*PROBLEMS TO SOLVE:*
1. Can you repeat, word for word, everything in the neural network passage from "To allow the" down to "the neural input."?
2. Can you finish out the next part of the neural network passage, picking up right after its last sentence?

*** Opening of DOCUMENT EXTRACT ***

The short version: Neural Network Exhibits Social Behaviour

At each step a neural network receives inputs for navigating its world, finding food, avoiding competitors, and outputs indicate the heading for the next step it wants to take. They evolve via a genetic algorithm employing roulette wheel selection which ensures that the most successful will contribute more of their genes (the synaptic weights) to the next generation.

However, with nothing more than these inputs, it is inevitable that the organisms will tend to pile up in places, finding themselves all in pursuit of the same remaining piece of food in a given local, then all piled atop one another going on to the next.

To discourage the organisms from clumping up, a rule is made that they would derive no nutrition from any food eaten in the near presence of a competitor. This sets up an imperative to develop strategies to avoid neighbours when eating in order to be successful.

The neural network then is given an extra input that is only signaled when there is contention over a particle of food.

This in itself may not be very useful. A discovery was made that if each participant was assigned an arbitrary identity, they spontaneously developed a protocol to enable them to take turns, in effect over the long run, when a piece of food was in contention. Then the identity becomes the signal to indicate contention.

To allow the network to develop a protocol, a tri-state concept of "Handedness" was adopted as a label to distinguish one organism from another during an encounter. Each organism is arbitrarily assigned either "Right-handedness" or "Left-handedness" at the start of each generation, and there are equal numbers of each. Then as they navigate about the world and encountered competitors, if it happened that they were both the same handedness at the moment of encounter, the first to arrive upon the scene is changed to be the opposite handedness of the other.

These organisms have no memory and would never know their identity was different one moment to the next. They could, however, carry with them at all times a repertoire of different behaviours that could be triggered for either identity as reported on the neural input.

Since there are an endless number of encounters during a round, this assured that in the end any organism spends an approximately equal amount of time being labeled as either handedness.

If there was no conflict over a piece of food, this input for current identity was set to zero. If there was a conflict, where a organism and its neighbour both happen to find themselves headed for the same morsel, the organism's current handedness was input as 1 for "Left-handed" or -1 for "Right-handed". Thus there were three possible states: Left-handed, Right-handed, and non-signaled (zero).

*** Close of DOCUMENT EXTRACT ***
*** Opening of INFORMATION PROVIDED ***

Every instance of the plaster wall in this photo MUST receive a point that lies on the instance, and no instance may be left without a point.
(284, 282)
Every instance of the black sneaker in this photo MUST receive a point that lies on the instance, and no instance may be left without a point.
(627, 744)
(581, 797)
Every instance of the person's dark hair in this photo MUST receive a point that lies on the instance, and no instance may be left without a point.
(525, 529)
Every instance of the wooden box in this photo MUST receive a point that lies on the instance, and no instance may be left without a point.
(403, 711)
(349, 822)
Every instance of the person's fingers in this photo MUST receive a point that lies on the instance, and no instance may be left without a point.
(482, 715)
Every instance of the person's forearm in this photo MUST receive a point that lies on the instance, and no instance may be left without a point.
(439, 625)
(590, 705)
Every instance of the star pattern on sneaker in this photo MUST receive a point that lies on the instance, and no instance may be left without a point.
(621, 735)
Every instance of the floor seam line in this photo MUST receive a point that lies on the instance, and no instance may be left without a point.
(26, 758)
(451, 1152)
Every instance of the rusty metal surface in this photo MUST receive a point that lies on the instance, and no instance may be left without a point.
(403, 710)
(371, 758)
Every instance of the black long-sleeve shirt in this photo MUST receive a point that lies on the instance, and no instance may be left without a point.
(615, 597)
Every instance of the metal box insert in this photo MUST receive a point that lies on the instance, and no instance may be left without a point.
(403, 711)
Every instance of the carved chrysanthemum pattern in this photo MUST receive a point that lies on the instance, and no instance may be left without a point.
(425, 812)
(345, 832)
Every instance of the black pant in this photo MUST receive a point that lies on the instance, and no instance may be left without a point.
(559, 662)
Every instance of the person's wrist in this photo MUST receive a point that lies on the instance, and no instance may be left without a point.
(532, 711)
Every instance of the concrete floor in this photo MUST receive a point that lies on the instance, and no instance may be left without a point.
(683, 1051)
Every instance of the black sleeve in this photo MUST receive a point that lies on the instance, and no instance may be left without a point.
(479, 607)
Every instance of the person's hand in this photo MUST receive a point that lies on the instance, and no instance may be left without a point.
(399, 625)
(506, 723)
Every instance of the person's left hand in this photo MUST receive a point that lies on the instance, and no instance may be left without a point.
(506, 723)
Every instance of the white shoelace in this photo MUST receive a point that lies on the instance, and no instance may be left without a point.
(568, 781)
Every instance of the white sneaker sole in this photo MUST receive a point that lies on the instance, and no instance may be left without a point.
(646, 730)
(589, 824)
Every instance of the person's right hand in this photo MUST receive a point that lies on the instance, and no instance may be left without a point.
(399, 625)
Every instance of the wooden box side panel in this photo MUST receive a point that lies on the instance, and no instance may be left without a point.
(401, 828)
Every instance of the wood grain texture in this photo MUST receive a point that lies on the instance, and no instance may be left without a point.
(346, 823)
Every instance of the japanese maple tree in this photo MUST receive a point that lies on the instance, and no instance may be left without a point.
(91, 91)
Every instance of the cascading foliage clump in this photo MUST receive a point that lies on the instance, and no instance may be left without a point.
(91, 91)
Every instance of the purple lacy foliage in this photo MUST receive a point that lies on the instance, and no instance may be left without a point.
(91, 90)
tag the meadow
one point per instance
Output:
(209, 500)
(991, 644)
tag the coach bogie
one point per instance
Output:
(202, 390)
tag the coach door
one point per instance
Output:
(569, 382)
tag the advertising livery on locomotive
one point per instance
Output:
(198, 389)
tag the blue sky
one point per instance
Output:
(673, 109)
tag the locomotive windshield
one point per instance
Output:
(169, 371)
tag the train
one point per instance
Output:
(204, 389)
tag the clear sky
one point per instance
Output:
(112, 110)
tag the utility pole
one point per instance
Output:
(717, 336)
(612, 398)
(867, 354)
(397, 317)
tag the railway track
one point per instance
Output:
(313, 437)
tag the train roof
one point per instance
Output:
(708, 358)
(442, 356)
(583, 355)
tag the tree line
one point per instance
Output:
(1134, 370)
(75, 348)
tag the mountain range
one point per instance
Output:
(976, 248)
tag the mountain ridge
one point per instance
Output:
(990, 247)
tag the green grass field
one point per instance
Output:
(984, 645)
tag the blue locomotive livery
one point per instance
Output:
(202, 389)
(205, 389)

*** Close of INFORMATION PROVIDED ***

*OUTPUTS IN ORDER:*
1.
To allow the network to develop a protocol, a tri-state concept of "Handedness" was adopted as a label to distinguish one organism from another during an encounter. Each organism is arbitrarily assigned either "Right-handedness" or "Left-handedness" at the start of each generation, and there are equal numbers of each. Then as they navigate about the world and encountered competitors, if it happened that they were both the same handedness at the moment of encounter, the first to arrive upon the scene is changed to be the opposite handedness of the other.

These organisms have no memory and would never know their identity was different one moment to the next. They could, however, carry with them at all times a repertoire of different behaviours that could be triggered for either identity as reported on the neural input.

2.
Then any given interaction always involved a right-handed organism and a left-handed organism. Each organism could decide how that interaction should play out based on its current handedness if it so chose, but they are given no hint as to what they should do.

In several experiments some colonies developed a protocol of their own initiative within a few hundred generations, whereby right-handed organisms would consistently defer to left-handers, backing off and allowing the competitor to take the food. Other colonies developed the opposite protocol with equal probability. Then it can be seen that since each organism spends an approximately equal amount of time being right-handed or left-handed, in the end all will eat without conflict.

In some colonies, no protocol ever developed, resulting in organisms that were always squabbling over food. These colonies scored significantly lower than civilized colonies.

I conducted a final experiment with the two input model where no longer was the identity input set to zero when there was no contention, and therefore handedness no longer served as an alert to contention. As the organisms wandered about the world, all they ever knew was the direction to the nearest food particle and their handedness of the moment. Even under this condition they developed a protocol, though the reward was small - 20 to 30 points above what they had achieved without any protocol. However, the reduction of variability of the group scores could clearly be seen in the smoothing of the learning curve.

It is hypothesised that give and take behaviour begins as a genetic defect for the individual(s) that happens to be beneficial to the genome as a whole.